Start of Information given

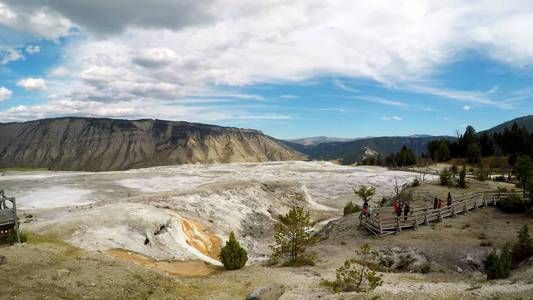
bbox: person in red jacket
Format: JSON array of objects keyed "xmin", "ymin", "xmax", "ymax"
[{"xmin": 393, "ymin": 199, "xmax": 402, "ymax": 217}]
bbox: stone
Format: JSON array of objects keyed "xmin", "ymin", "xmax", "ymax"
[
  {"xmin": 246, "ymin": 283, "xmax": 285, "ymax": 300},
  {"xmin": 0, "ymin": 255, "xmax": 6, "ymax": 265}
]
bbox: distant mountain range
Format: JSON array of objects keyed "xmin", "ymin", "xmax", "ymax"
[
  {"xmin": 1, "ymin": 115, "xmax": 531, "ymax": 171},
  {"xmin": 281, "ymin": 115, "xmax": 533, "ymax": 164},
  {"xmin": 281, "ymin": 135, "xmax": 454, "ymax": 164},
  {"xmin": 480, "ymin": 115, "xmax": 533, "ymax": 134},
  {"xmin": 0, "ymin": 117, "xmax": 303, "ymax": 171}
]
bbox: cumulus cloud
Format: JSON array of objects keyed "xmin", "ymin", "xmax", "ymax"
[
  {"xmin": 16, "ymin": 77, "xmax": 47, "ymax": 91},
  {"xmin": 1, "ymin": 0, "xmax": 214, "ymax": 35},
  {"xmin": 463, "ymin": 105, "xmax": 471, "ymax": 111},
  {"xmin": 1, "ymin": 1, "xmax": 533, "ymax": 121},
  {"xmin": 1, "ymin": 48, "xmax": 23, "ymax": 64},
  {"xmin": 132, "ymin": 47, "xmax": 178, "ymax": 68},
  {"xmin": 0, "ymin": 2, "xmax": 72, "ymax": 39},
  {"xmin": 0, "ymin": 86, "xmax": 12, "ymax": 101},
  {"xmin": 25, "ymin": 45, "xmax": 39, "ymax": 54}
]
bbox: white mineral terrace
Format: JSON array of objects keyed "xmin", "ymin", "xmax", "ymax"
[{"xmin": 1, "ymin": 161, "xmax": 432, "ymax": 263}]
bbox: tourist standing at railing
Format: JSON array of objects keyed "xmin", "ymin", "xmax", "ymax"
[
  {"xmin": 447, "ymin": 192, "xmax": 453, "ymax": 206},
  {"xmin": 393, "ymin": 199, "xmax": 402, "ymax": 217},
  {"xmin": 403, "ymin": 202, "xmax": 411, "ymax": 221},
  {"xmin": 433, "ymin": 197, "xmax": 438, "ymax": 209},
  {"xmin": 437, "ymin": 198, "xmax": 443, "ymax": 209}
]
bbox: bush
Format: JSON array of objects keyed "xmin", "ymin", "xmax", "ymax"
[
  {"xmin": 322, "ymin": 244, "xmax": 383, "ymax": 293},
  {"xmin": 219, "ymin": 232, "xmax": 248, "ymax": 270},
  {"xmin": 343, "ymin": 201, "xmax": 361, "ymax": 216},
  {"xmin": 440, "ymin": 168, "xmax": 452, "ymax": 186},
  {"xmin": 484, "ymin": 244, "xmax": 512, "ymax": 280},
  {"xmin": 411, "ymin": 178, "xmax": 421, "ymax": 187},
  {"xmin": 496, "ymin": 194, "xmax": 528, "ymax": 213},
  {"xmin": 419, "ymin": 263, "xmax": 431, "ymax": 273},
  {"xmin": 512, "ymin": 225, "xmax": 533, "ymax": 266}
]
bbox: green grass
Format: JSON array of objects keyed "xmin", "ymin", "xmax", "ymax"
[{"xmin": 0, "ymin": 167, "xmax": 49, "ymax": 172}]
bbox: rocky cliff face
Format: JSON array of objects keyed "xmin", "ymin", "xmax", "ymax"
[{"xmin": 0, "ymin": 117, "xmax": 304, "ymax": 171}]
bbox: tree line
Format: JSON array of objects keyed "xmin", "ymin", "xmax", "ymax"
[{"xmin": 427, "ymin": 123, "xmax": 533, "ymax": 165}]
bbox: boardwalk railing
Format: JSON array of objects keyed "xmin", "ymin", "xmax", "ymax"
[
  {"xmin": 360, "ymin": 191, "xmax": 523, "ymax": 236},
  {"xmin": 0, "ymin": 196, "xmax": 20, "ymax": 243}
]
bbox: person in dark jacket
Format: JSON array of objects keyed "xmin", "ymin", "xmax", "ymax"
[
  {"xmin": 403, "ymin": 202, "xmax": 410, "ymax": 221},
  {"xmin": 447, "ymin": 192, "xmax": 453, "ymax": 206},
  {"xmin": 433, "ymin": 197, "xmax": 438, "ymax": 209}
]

End of Information given

Task item =>
The listing is to be repeated exactly, with its pictures removed.

Response to this task =>
bbox: person in red jacket
Format: JSON array of objects keyed "xmin", "ymin", "xmax", "ymax"
[{"xmin": 393, "ymin": 199, "xmax": 402, "ymax": 217}]
bbox: stone
Format: JSON array of objects keyed "xmin", "ymin", "xmax", "ymax"
[
  {"xmin": 246, "ymin": 283, "xmax": 285, "ymax": 300},
  {"xmin": 0, "ymin": 255, "xmax": 6, "ymax": 265}
]
bbox: distant mountain range
Format: JSON array of objects keyed "xmin", "ymin", "xmax", "ymax"
[
  {"xmin": 1, "ymin": 115, "xmax": 531, "ymax": 171},
  {"xmin": 281, "ymin": 115, "xmax": 533, "ymax": 164},
  {"xmin": 281, "ymin": 135, "xmax": 454, "ymax": 164},
  {"xmin": 480, "ymin": 115, "xmax": 533, "ymax": 134},
  {"xmin": 0, "ymin": 117, "xmax": 303, "ymax": 171}
]
bbox: cumulus cloud
Format: JSON array of objects keyed "xmin", "ymin", "xmax", "ymax"
[
  {"xmin": 16, "ymin": 77, "xmax": 47, "ymax": 91},
  {"xmin": 1, "ymin": 0, "xmax": 214, "ymax": 35},
  {"xmin": 463, "ymin": 105, "xmax": 471, "ymax": 111},
  {"xmin": 1, "ymin": 1, "xmax": 533, "ymax": 121},
  {"xmin": 1, "ymin": 48, "xmax": 23, "ymax": 64},
  {"xmin": 132, "ymin": 47, "xmax": 178, "ymax": 68},
  {"xmin": 0, "ymin": 2, "xmax": 72, "ymax": 39},
  {"xmin": 0, "ymin": 86, "xmax": 12, "ymax": 101},
  {"xmin": 25, "ymin": 45, "xmax": 39, "ymax": 54}
]
bbox: white mineral terrace
Format: JSON array of objects keyed "xmin", "ymin", "xmax", "ymax"
[{"xmin": 1, "ymin": 161, "xmax": 432, "ymax": 263}]
bbox: tourist standing at railing
Format: JSON array of objects keyed "xmin", "ymin", "xmax", "ymax"
[
  {"xmin": 447, "ymin": 192, "xmax": 453, "ymax": 206},
  {"xmin": 393, "ymin": 199, "xmax": 402, "ymax": 217},
  {"xmin": 403, "ymin": 202, "xmax": 411, "ymax": 221},
  {"xmin": 433, "ymin": 197, "xmax": 438, "ymax": 209},
  {"xmin": 437, "ymin": 198, "xmax": 443, "ymax": 209}
]
bbox: bush
Format: JSON array of objects keyed "xmin", "ymin", "xmax", "ymax"
[
  {"xmin": 322, "ymin": 244, "xmax": 383, "ymax": 293},
  {"xmin": 219, "ymin": 232, "xmax": 248, "ymax": 270},
  {"xmin": 343, "ymin": 201, "xmax": 361, "ymax": 216},
  {"xmin": 440, "ymin": 168, "xmax": 452, "ymax": 186},
  {"xmin": 484, "ymin": 244, "xmax": 512, "ymax": 280},
  {"xmin": 411, "ymin": 178, "xmax": 421, "ymax": 187},
  {"xmin": 496, "ymin": 194, "xmax": 528, "ymax": 213},
  {"xmin": 419, "ymin": 263, "xmax": 431, "ymax": 273},
  {"xmin": 512, "ymin": 225, "xmax": 533, "ymax": 266}
]
bbox: green grass
Format: JSON array of objects keyed "xmin", "ymin", "xmax", "ymax"
[{"xmin": 0, "ymin": 167, "xmax": 49, "ymax": 172}]
bbox: rocky cliff face
Format: JSON array of objects keyed "xmin", "ymin", "xmax", "ymax"
[{"xmin": 0, "ymin": 117, "xmax": 304, "ymax": 171}]
bbox: tree line
Format: JSON array of objects keyed "xmin", "ymin", "xmax", "ymax"
[{"xmin": 427, "ymin": 123, "xmax": 533, "ymax": 165}]
bbox: boardwalk railing
Format: JSON array of objects keyed "xmin", "ymin", "xmax", "ymax"
[
  {"xmin": 360, "ymin": 191, "xmax": 523, "ymax": 236},
  {"xmin": 0, "ymin": 196, "xmax": 20, "ymax": 243}
]
bbox: person in dark jacket
Format: JSON array of objects keyed "xmin", "ymin", "xmax", "ymax"
[
  {"xmin": 403, "ymin": 202, "xmax": 410, "ymax": 221},
  {"xmin": 447, "ymin": 192, "xmax": 453, "ymax": 206},
  {"xmin": 433, "ymin": 197, "xmax": 438, "ymax": 209}
]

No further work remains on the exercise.